• THE TASK
Please reproduce the part of the article on music lessons and speech that begins with the words "Children’s attention is" and stops after "drive neural plasticity.", word for word.

• READING TEXT
◇ ◇ ◇ ◇

Music Lessons Improve Enunciation in “At-Risk” Children

Ashley Bostian, Guest Contributer • abostian14@ehc.edu

Within the past decade, a surprising amount of research has come out relating the correlation of music training to brain development. A recent study wanted to prove that two years of participation in music lessons would dramatically improve the neurophysiological distinction of speech sounds, a phonetically distinct unit of speech. Their study included 44 children between the ages of 4 and 8. Divided into two groups, the subjects were randomly assigned to either one year of music lessons, followed by training or two years of immediate music lessons.

According to the Journal of Neuroscience and a researcher in this study, “This is the first demonstration of biological changes in auditory processing following participation in community music programs using a randomized longitudinal design. These changes were in the neurophysiological distinction of contrastive speech syllables during passive listening after active music training had stopped. This suggests that music training transferred to non-music listening settings to influence automatic auditory processing.”

Music has been known for improvement within the nervous system function, neurophysiological distinction of stop consonants and a neural mechanism linked to reading and language skills, one of which being the primary study of The Mozart Effect. First direct evidence that community music lessons increased neural processing for at-risk children suggested that repetitive and active engagement with sound developed neural function.

Professor of Music Education at East Tennessee State University Mary Dave Blackman suggests that the increase of brain and music related studies are occurring more often due to advocacy for music education as a whole. Blackman said, “People are always looking for more evidence. They are trying to gather as much research as they can to support having music in schools, period.”

Nonetheless, researchers were intrigued by their findings and the extent of brain improvement. The study found that there was improvement in the neurophysiological distinction of contrastive speech sounds, but only in the children who engaged in music lessons for more than two years. This research was the first demonstration of biological changes in auditory processing.

The improvements revealed that children will not only be better musicians but readers who show “stronger neural distinctions of these same syllables.” Each subject is from an underserved environment in Los Angeles, California, where the students were are at a high risk for academic and social difficulties.

In response to the study, Blackman stated, “We have so many ways to measure brain activity now that we didn’t have before. The new technologies actually tell more about what happens in the brain when you interact with music. It is a combination of the two [advocacy for music education and technology].”

By directing children’s attention to meaningful acoustic cues in their environments, music training may have facilitated the sound-meaning connections that drive neural plasticity, observed here as an improvement in the neural distinction of speech syllables.

Children’s attention is often cued by their environment. Acoustic and music training facilitated the “sound-meaning connections” that drive neural plasticity.

According to the Journal of Neuroscience, “…The improvements observed in neurophysiological distinction of speech sounds were driven by top-down modifications to automatic auditory processing, with music training directing children’s attention to meaningful sounds of their environment.”

◇ ◇ ◇ ◇

Collected data entries
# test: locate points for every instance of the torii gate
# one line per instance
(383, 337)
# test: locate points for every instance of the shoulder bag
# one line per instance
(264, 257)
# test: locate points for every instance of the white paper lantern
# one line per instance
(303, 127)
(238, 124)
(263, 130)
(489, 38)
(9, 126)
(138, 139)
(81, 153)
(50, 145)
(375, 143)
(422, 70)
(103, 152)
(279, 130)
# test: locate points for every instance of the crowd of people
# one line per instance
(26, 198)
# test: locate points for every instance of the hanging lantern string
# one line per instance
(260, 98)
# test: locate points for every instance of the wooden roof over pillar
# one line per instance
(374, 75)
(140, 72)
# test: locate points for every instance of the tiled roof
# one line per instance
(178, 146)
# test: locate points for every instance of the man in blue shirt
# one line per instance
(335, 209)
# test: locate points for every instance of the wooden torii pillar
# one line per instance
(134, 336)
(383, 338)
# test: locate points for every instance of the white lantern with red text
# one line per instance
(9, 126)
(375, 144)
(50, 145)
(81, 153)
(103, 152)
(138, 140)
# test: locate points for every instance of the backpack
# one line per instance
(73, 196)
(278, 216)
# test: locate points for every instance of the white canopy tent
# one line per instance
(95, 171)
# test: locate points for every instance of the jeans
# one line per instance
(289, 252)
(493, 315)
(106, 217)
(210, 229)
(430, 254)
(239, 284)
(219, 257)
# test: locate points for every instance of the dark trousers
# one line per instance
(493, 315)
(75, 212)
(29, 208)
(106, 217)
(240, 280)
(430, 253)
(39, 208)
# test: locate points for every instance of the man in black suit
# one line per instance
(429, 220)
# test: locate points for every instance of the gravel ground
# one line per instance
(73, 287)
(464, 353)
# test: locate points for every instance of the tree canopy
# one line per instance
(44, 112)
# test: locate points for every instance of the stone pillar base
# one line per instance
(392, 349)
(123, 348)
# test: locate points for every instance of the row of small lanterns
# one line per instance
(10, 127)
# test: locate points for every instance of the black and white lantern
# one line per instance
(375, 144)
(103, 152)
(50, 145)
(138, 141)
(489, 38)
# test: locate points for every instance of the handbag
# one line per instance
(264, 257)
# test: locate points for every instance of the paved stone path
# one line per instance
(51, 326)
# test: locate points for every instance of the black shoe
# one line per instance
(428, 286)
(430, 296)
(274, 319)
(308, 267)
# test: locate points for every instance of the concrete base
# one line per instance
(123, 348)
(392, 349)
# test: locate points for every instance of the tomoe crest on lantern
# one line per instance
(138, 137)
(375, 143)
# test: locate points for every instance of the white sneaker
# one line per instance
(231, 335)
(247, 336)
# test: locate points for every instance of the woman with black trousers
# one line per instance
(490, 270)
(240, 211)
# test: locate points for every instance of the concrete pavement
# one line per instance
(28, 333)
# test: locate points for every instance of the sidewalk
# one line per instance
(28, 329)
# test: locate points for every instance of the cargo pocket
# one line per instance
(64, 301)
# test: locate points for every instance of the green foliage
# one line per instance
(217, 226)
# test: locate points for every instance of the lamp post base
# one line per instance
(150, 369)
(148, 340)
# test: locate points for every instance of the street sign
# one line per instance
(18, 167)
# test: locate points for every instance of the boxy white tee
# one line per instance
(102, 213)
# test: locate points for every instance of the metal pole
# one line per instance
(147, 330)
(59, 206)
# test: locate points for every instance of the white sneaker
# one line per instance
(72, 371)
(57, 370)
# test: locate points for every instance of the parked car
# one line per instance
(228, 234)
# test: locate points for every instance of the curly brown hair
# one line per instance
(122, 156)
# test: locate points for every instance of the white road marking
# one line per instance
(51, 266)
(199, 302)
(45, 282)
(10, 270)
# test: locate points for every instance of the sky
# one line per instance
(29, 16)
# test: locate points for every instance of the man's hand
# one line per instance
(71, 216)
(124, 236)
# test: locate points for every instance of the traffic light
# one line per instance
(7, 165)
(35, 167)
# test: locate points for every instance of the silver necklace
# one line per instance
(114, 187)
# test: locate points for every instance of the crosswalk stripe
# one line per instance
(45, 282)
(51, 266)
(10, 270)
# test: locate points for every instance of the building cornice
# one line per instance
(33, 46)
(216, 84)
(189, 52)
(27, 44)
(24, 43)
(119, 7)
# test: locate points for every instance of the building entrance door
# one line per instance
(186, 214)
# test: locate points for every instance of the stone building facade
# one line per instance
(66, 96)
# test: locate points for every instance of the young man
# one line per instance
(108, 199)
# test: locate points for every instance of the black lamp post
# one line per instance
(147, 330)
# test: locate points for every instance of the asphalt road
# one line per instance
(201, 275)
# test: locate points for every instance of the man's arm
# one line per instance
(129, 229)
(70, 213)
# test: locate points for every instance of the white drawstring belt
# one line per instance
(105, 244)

◇ ◇ ◇ ◇

• RESPONSE BOX
Children’s attention is often cued by their environment. Acoustic and music training facilitated the “sound-meaning connections” that drive neural plasticity.